-- What is expected --
Find the line containing "green shrub, one". Reproduce it and every line after it up to the end of the records, exactly as written.

━━━━━━━━

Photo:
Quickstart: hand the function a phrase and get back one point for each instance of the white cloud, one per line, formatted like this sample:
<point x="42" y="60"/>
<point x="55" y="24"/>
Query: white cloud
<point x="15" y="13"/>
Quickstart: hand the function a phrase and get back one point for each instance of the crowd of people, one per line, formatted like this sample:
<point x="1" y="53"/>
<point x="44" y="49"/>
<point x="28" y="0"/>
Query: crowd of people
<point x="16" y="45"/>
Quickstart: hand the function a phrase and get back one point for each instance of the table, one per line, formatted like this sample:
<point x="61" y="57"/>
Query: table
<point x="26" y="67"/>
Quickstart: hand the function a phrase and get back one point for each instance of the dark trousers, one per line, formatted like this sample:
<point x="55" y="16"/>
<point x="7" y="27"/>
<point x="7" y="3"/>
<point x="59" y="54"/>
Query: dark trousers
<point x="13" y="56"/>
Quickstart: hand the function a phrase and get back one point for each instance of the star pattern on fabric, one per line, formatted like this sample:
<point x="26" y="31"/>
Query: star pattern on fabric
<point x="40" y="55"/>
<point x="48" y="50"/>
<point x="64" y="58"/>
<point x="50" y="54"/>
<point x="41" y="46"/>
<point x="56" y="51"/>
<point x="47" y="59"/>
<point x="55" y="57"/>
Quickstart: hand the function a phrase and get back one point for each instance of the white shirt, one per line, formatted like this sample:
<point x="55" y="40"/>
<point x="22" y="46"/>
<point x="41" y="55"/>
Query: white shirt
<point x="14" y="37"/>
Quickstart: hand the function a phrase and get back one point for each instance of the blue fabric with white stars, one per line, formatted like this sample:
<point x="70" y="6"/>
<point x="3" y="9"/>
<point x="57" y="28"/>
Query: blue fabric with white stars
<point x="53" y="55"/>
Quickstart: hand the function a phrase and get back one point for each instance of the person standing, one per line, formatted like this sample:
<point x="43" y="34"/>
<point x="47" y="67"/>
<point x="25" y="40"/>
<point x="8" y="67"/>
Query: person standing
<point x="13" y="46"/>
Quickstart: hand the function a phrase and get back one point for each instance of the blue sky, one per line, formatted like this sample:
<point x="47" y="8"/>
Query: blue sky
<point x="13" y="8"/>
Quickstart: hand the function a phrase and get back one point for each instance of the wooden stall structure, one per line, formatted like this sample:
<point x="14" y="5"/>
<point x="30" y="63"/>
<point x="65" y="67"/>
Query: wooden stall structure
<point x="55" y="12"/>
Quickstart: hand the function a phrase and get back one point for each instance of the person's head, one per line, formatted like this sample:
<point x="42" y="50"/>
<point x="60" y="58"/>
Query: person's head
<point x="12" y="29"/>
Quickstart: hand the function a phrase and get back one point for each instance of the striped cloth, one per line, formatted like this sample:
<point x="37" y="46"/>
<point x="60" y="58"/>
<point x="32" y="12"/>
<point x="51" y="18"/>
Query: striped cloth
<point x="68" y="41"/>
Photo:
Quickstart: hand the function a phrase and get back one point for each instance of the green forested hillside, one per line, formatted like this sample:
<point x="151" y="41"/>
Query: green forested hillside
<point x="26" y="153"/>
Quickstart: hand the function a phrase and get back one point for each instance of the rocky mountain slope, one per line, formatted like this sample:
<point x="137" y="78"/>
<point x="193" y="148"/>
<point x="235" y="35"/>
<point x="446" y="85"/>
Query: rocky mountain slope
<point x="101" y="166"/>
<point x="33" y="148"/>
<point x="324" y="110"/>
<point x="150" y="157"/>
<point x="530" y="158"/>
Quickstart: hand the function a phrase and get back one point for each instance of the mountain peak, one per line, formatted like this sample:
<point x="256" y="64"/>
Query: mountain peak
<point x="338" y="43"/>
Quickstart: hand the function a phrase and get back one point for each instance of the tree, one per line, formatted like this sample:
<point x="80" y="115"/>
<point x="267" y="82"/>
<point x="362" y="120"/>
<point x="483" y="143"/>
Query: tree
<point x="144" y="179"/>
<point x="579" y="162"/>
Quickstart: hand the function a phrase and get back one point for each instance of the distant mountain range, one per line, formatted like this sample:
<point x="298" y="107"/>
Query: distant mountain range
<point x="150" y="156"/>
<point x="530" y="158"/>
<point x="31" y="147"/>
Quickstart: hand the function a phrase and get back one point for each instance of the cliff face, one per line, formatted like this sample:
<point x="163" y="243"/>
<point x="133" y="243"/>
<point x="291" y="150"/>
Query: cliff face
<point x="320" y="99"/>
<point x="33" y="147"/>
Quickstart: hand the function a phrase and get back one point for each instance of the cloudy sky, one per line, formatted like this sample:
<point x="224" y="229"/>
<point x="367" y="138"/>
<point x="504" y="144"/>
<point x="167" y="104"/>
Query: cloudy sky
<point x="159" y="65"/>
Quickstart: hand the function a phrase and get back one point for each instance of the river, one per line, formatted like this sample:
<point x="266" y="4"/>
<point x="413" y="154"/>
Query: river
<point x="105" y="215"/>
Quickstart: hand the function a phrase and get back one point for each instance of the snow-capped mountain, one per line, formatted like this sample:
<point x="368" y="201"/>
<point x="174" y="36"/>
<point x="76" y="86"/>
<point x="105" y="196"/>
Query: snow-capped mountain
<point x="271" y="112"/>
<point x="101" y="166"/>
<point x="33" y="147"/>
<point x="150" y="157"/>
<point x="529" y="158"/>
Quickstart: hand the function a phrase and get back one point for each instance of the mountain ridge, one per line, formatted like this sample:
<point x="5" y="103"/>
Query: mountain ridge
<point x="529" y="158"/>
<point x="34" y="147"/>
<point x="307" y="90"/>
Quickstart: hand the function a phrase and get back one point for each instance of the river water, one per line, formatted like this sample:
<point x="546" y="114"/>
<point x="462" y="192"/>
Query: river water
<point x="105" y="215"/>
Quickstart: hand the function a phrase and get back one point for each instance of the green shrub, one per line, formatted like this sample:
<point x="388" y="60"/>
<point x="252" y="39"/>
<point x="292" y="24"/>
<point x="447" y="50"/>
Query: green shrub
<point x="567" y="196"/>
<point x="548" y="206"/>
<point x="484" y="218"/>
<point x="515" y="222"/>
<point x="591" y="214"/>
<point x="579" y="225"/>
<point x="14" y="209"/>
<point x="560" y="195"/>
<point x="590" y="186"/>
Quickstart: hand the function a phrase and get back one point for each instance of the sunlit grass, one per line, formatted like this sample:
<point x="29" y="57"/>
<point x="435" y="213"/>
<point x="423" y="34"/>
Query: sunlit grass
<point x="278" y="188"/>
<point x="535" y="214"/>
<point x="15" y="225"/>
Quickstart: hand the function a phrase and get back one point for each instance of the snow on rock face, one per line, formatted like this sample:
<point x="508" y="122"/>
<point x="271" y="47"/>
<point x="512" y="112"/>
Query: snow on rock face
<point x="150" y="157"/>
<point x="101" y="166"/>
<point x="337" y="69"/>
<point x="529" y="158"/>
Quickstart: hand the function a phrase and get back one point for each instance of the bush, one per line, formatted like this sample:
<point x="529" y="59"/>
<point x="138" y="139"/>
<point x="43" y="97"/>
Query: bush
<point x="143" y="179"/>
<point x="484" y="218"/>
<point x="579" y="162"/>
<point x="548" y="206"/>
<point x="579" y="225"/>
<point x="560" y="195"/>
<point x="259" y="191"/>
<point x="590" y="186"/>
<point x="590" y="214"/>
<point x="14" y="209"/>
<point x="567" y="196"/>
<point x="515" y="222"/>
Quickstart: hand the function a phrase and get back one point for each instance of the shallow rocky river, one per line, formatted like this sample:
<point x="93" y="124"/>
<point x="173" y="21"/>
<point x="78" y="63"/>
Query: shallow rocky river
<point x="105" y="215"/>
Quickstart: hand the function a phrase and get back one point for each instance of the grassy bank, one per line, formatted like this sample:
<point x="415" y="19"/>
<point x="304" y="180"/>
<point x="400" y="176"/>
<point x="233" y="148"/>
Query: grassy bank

━━━━━━━━

-- Result for this task --
Quickstart: hand the function a phrase and get back one point for each instance of the green shrub, one per line, formatted like this sample:
<point x="388" y="60"/>
<point x="252" y="39"/>
<point x="292" y="24"/>
<point x="447" y="50"/>
Query: green shrub
<point x="567" y="196"/>
<point x="548" y="206"/>
<point x="484" y="218"/>
<point x="515" y="222"/>
<point x="591" y="214"/>
<point x="579" y="225"/>
<point x="14" y="209"/>
<point x="560" y="195"/>
<point x="590" y="186"/>
Quickstart: hand the function a phrase and get back one point for each instance of the sunlit grass, one per line, formatted like this sample:
<point x="29" y="57"/>
<point x="435" y="213"/>
<point x="423" y="34"/>
Query: sunlit grass
<point x="278" y="188"/>
<point x="535" y="214"/>
<point x="15" y="225"/>
Quickstart: hand the function a phrase and get back one point for each instance of the snow on rock face, one per line, formatted like this sample:
<point x="508" y="122"/>
<point x="271" y="47"/>
<point x="512" y="112"/>
Query: snow on rock face
<point x="150" y="157"/>
<point x="101" y="166"/>
<point x="337" y="69"/>
<point x="529" y="158"/>
Quickstart: hand the function a phrase and get back one point for each instance of the bush, one per line, formatted like this sample:
<point x="529" y="59"/>
<point x="138" y="139"/>
<point x="43" y="97"/>
Query: bush
<point x="143" y="179"/>
<point x="484" y="218"/>
<point x="579" y="162"/>
<point x="548" y="206"/>
<point x="579" y="225"/>
<point x="560" y="195"/>
<point x="259" y="191"/>
<point x="590" y="186"/>
<point x="590" y="214"/>
<point x="14" y="209"/>
<point x="567" y="196"/>
<point x="515" y="222"/>
Quickstart: hand the function a phrase and get back one point for each instance of the shallow rocky river, one per line, formatted like this sample:
<point x="93" y="124"/>
<point x="173" y="21"/>
<point x="78" y="63"/>
Query: shallow rocky river
<point x="105" y="215"/>
Quickstart: hand the function a phrase and get back one point for each instance of the grassy bank, one per line, formatted like this sample:
<point x="415" y="19"/>
<point x="304" y="180"/>
<point x="400" y="176"/>
<point x="233" y="148"/>
Query: grassy bank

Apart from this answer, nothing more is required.